Work required:
Could you filter the listing for lines with the word "brim" and return them?
------ Given records
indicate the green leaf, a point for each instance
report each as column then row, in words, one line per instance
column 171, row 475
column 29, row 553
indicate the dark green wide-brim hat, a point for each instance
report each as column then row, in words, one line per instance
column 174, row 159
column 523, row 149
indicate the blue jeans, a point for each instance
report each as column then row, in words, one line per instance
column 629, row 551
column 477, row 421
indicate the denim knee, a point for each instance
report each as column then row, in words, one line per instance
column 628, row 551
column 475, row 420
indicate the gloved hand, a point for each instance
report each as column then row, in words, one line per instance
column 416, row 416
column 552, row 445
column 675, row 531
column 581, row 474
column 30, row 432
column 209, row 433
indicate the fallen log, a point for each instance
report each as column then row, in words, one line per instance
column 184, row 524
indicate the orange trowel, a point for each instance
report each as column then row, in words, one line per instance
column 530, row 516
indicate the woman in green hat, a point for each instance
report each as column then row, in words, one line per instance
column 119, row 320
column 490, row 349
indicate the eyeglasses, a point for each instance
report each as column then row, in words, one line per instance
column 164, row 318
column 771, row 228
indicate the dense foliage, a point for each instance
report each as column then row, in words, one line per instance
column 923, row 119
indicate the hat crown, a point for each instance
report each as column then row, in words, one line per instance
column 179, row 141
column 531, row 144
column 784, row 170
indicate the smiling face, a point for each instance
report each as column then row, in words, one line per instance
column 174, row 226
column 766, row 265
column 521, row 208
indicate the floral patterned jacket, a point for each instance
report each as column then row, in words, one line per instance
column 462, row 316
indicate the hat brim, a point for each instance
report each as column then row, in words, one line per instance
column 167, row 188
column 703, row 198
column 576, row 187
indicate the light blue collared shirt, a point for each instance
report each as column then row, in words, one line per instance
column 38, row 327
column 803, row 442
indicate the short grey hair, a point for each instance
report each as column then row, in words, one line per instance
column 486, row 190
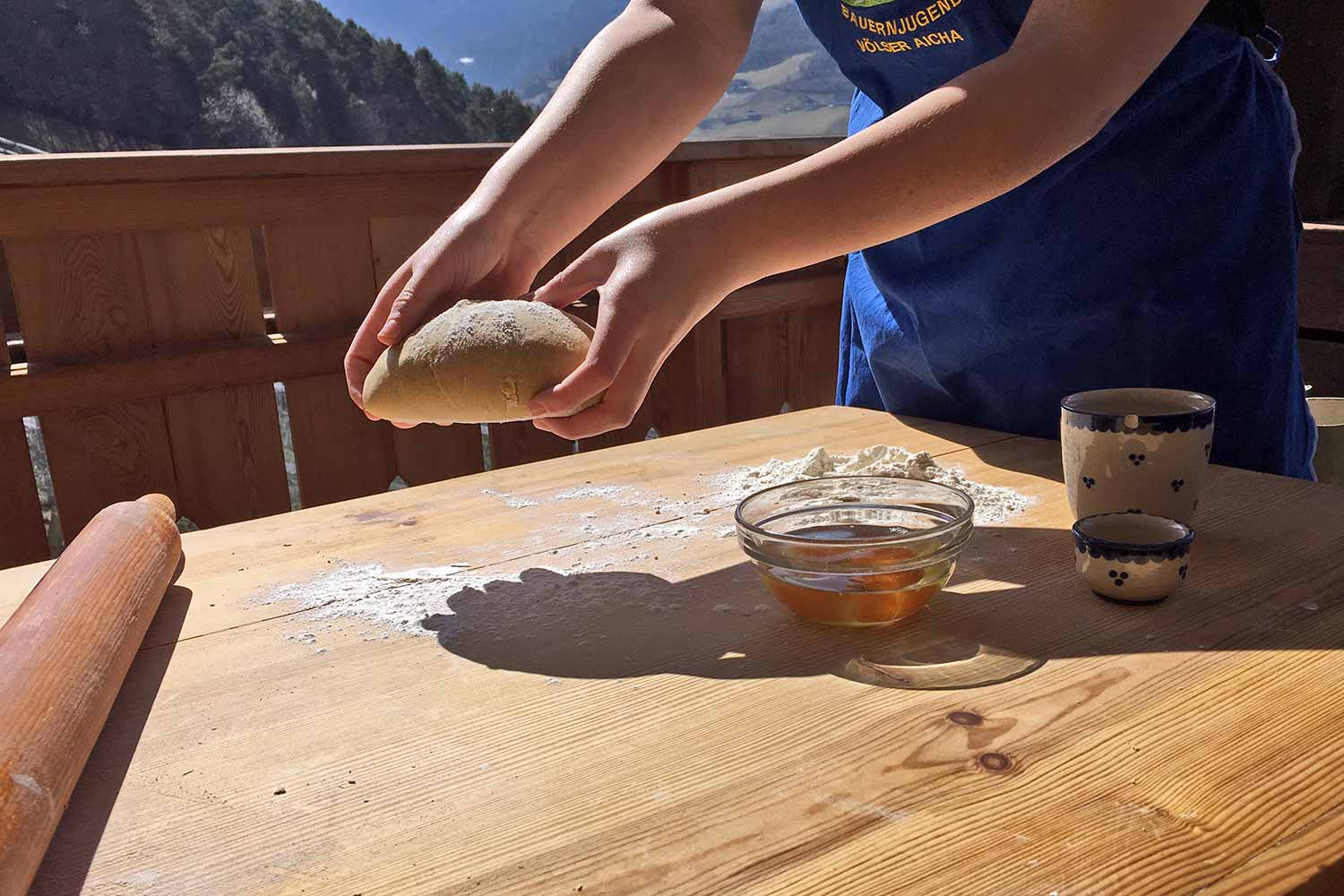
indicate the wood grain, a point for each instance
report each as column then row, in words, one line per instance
column 814, row 355
column 23, row 536
column 201, row 285
column 425, row 452
column 521, row 443
column 62, row 673
column 81, row 300
column 47, row 387
column 8, row 311
column 701, row 751
column 820, row 285
column 297, row 161
column 322, row 277
column 755, row 358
------------
Written response:
indicate the dark green wide-brim hat, a point for each instance
indicate the hat brim, a point for each instance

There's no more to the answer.